## Materials provided
▼
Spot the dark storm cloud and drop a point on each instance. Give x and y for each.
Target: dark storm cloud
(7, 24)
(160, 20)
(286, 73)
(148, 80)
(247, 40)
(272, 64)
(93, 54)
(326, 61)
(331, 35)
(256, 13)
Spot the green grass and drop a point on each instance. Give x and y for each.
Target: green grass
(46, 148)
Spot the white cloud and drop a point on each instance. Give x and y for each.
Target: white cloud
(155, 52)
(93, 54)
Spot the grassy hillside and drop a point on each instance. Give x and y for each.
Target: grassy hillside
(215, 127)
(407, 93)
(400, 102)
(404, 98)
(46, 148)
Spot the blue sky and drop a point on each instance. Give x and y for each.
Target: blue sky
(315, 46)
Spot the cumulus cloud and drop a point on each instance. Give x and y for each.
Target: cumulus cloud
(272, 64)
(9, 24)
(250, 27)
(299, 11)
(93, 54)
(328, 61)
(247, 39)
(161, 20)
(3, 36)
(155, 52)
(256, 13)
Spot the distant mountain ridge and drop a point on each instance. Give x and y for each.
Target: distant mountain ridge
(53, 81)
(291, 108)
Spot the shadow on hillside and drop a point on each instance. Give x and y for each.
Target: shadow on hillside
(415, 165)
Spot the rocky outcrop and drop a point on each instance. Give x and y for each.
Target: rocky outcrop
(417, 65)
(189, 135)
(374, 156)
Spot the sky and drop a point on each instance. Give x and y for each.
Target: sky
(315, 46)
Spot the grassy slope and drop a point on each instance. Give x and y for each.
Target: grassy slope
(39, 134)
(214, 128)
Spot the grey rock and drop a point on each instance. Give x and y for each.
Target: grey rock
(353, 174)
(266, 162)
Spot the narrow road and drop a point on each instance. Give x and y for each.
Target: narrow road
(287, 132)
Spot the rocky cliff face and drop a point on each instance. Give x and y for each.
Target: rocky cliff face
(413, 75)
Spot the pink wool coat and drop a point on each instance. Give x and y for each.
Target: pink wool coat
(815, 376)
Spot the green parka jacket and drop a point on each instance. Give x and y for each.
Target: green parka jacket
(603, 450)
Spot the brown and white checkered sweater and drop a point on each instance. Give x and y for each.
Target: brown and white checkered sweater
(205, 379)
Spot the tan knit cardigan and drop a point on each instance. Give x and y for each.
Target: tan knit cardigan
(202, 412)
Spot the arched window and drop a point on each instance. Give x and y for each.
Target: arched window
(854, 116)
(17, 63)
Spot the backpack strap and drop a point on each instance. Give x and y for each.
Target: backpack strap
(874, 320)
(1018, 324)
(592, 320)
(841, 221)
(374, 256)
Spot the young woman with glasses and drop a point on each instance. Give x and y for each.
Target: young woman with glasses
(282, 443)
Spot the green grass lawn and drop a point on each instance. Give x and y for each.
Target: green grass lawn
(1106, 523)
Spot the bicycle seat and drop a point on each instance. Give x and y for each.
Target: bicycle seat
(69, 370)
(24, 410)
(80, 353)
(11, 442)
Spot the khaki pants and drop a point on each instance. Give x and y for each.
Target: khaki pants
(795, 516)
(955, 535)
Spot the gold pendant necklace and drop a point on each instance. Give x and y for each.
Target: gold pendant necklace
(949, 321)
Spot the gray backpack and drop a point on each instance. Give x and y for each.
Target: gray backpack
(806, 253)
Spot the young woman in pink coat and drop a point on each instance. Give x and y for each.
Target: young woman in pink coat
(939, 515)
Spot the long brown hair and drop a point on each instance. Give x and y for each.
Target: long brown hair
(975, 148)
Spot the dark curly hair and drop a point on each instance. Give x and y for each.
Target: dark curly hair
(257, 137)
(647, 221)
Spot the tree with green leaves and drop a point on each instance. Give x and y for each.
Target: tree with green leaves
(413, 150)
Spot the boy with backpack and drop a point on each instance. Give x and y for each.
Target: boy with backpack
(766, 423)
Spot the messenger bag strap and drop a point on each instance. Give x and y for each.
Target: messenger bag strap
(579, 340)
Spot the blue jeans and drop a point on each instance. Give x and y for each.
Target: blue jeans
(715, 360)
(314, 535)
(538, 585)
▲
## Work to be completed
Would you please copy exactly the part of the entries above that begins at the line containing "Spot the green parka" and ends at the line containing "Spot the khaki", both lines included?

## Task response
Spot the green parka jacket and drop a point on each instance. Give x and y for each.
Target: green parka jacket
(603, 450)
Spot the brown and white checkered sweater and drop a point on each instance. Give x and y for each.
Target: brown and white checkered sweater
(205, 379)
Spot the tan knit cardigan and drop a point on each instance. Give x and y for each.
Target: tan knit cardigan
(202, 412)
Spot the arched window and drop a point on each instance. Give x and y for each.
Target: arched window
(854, 116)
(17, 63)
Spot the backpack strap and drop a point on each instance. Give x and y for each.
Target: backpack strap
(874, 320)
(1018, 324)
(592, 320)
(841, 221)
(374, 256)
Spot the young woman with glasses and drop a point on each instance. Give x and y for each.
Target: young woman with glasses
(282, 443)
Spot the green grass lawn and drop a point on each instance. Give x and y for each.
Target: green grass lawn
(1106, 523)
Spot the bicycle seat and drop a point on each instance. Give x and y for each.
Target: bicycle seat
(69, 370)
(24, 410)
(80, 353)
(11, 442)
Spot the khaki pants and drop a point on each instance. Give x and y for each.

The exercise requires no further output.